For the entries below, state how many lines include the string "throw", and write nothing besides that number.

[Region pointing data]
↓
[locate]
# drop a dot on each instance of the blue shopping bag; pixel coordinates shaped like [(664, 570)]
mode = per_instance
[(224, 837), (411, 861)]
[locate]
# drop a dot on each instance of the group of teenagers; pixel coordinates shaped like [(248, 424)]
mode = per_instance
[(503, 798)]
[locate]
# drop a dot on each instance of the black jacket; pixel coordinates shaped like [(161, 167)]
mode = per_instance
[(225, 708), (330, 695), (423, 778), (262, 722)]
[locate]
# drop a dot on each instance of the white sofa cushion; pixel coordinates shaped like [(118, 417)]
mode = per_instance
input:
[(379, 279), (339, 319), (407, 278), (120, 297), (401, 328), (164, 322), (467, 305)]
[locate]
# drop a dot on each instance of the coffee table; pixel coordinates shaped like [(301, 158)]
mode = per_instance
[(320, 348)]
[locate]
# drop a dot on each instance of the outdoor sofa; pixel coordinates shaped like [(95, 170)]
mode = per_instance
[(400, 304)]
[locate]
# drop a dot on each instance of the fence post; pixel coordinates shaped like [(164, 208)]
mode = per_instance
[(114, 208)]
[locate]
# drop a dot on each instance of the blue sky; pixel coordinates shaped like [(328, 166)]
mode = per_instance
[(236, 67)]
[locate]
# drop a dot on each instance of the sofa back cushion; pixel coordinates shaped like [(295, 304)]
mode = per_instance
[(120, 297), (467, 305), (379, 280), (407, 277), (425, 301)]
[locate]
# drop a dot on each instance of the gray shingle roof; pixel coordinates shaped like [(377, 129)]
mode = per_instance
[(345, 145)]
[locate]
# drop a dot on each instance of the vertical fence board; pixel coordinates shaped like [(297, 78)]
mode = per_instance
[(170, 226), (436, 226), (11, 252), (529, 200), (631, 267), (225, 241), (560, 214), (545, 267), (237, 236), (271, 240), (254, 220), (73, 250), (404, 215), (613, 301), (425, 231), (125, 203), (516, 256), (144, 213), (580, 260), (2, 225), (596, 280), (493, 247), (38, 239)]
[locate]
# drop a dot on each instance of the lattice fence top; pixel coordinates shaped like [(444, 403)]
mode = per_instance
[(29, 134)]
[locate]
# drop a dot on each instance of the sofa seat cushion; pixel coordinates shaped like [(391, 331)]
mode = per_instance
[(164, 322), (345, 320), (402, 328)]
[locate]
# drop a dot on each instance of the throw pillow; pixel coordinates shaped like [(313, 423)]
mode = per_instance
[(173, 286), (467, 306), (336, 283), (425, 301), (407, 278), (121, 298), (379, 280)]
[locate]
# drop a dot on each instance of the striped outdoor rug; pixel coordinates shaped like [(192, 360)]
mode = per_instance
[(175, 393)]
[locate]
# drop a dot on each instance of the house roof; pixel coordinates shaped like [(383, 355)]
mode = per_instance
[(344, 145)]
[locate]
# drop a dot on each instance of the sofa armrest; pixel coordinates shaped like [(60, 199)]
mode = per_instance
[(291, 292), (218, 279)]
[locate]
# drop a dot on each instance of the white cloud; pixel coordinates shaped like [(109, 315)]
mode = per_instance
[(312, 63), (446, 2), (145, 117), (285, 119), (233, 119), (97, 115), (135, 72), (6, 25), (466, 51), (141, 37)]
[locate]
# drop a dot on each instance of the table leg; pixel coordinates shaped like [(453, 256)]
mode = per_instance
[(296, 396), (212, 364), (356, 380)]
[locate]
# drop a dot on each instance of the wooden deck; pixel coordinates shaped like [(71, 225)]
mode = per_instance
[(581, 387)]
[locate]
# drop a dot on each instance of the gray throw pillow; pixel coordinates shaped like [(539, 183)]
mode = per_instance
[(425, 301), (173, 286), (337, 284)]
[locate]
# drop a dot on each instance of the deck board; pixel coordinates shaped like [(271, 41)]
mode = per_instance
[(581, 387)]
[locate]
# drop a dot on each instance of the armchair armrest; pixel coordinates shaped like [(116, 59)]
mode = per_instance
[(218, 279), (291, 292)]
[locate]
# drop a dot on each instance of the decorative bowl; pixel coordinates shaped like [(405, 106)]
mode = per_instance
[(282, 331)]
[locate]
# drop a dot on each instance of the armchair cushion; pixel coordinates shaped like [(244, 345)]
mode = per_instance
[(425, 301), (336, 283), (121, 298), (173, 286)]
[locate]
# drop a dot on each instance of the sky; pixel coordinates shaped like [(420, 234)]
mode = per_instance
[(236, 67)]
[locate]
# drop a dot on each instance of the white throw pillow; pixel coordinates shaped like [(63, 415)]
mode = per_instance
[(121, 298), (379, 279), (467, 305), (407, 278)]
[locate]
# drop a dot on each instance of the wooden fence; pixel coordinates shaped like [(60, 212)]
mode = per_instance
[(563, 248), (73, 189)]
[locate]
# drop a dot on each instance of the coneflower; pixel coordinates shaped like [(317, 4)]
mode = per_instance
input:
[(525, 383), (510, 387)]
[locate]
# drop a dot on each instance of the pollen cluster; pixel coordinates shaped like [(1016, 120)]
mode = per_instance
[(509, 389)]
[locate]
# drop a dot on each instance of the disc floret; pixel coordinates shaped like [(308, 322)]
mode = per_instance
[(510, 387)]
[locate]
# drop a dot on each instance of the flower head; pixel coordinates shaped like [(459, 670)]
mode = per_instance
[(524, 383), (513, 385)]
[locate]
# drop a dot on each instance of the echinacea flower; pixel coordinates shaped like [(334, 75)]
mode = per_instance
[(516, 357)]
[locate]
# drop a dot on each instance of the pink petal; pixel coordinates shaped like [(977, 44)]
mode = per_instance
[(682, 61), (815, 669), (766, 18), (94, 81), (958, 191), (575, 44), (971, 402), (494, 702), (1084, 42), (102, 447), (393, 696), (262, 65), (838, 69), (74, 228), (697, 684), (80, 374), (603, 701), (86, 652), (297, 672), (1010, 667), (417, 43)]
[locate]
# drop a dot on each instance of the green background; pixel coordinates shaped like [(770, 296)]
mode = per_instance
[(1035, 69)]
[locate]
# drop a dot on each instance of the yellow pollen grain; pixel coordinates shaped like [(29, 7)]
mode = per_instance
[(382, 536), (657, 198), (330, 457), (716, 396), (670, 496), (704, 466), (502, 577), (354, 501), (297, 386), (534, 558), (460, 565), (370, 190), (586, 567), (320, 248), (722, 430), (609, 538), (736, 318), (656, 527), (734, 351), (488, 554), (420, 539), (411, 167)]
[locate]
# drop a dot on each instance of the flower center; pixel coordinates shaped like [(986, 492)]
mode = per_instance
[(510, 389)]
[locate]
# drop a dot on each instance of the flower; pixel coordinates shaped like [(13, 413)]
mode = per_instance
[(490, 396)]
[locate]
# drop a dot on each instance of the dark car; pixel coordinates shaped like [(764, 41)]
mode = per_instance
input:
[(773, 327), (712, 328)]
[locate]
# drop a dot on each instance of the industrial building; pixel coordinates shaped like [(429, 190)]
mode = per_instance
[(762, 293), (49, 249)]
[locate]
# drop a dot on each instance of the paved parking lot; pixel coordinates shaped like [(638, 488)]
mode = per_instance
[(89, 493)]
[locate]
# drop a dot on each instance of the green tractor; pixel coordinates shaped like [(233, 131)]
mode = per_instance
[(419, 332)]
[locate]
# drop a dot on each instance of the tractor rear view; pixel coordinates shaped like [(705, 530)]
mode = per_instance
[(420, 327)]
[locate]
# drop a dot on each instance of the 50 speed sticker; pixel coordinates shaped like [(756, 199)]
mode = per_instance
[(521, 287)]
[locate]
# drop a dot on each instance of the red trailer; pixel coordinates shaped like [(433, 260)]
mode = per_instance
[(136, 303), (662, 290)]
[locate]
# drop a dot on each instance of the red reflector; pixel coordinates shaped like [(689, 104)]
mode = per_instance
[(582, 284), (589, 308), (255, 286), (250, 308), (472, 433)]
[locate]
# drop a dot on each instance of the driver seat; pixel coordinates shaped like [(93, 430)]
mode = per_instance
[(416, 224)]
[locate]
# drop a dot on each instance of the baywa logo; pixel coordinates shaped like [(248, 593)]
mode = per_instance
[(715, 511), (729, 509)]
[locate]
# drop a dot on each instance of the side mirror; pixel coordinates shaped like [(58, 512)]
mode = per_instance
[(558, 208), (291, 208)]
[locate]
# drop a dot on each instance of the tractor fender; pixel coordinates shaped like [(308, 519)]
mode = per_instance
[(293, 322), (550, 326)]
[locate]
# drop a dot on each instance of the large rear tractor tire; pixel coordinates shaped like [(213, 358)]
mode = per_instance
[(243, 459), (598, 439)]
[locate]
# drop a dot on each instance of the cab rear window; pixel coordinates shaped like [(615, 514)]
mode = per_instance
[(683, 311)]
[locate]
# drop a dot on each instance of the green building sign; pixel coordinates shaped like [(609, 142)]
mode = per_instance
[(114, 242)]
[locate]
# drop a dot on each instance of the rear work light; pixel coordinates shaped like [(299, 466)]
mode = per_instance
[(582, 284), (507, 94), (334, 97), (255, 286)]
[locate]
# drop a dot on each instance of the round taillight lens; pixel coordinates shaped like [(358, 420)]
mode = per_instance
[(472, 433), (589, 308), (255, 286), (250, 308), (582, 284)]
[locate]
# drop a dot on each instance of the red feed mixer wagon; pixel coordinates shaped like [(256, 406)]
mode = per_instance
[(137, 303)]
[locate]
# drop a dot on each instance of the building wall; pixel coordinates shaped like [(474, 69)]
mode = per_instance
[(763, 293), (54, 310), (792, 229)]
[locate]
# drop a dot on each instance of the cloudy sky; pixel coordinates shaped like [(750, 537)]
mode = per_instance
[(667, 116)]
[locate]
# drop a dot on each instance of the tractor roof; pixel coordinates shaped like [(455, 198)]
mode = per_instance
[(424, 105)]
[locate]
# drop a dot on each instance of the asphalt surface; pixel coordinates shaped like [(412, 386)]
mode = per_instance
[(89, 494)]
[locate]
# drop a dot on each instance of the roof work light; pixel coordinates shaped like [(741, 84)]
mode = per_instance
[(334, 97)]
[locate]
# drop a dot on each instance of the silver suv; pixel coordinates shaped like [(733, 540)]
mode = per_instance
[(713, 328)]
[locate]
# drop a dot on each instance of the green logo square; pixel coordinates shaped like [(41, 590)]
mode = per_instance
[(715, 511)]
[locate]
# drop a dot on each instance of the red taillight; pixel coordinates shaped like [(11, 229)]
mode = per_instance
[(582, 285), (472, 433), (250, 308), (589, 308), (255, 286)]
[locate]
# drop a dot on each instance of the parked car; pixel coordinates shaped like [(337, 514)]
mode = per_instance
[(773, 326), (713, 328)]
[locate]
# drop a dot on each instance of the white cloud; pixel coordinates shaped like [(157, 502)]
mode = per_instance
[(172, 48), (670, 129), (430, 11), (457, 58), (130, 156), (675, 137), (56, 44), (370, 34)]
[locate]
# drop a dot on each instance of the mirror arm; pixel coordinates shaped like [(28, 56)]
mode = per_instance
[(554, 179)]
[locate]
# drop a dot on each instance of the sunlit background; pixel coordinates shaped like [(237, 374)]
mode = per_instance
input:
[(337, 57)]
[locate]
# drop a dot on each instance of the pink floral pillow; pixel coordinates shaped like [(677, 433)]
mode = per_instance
↑
Exercise result: 3